§ Provided material:

= = =

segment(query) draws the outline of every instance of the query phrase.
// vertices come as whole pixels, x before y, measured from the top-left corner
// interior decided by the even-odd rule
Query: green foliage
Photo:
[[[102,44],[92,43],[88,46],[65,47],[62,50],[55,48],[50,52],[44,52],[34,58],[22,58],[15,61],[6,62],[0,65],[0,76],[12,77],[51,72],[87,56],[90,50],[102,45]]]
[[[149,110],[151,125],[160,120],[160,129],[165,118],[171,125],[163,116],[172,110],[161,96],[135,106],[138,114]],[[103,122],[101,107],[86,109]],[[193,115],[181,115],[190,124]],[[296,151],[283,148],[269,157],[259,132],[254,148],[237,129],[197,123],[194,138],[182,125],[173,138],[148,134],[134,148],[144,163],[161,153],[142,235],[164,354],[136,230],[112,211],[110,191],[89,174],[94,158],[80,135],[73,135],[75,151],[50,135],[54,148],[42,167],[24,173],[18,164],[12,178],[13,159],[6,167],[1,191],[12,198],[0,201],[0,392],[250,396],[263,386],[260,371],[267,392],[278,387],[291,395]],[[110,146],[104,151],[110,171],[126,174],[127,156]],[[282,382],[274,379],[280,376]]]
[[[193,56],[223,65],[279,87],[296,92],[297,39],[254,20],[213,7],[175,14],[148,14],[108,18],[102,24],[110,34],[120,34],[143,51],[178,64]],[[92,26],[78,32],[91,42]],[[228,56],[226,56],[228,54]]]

= = =

§ Set task: Reproduce all of the records above line for line, leaving every character unchanged.

§ Output of the exercise:
segment(query) draws the outline of every instance of the query phrase.
// vertices come as whole pixels, x before y, measured from the top-left corner
// interior decided by the even-odd rule
Query: green foliage
Photo:
[[[102,44],[92,43],[88,46],[65,47],[62,50],[55,48],[50,52],[44,52],[34,58],[22,58],[15,61],[6,62],[0,65],[0,76],[12,77],[51,72],[87,56],[90,50],[102,45]]]
[[[149,110],[151,125],[160,120],[160,129],[165,118],[171,125],[163,116],[172,110],[161,96],[135,106],[138,114]],[[103,122],[101,107],[86,109]],[[193,115],[181,115],[190,124]],[[296,151],[283,148],[269,157],[259,132],[254,148],[237,129],[197,123],[194,138],[182,125],[173,138],[148,134],[134,148],[144,163],[161,153],[142,235],[164,354],[136,230],[112,211],[110,191],[89,174],[94,158],[80,135],[73,135],[75,151],[50,135],[54,148],[42,167],[24,173],[18,164],[12,178],[13,159],[6,167],[1,191],[12,198],[0,201],[0,392],[250,396],[263,386],[260,371],[267,392],[278,387],[291,395]],[[110,146],[104,151],[110,171],[126,174],[127,156]],[[282,382],[274,379],[280,376]]]
[[[193,56],[223,65],[279,87],[296,92],[297,39],[254,20],[213,7],[175,14],[148,14],[108,18],[102,24],[110,34],[120,34],[143,51],[178,64]],[[92,26],[78,32],[91,42]],[[228,56],[226,56],[228,54]]]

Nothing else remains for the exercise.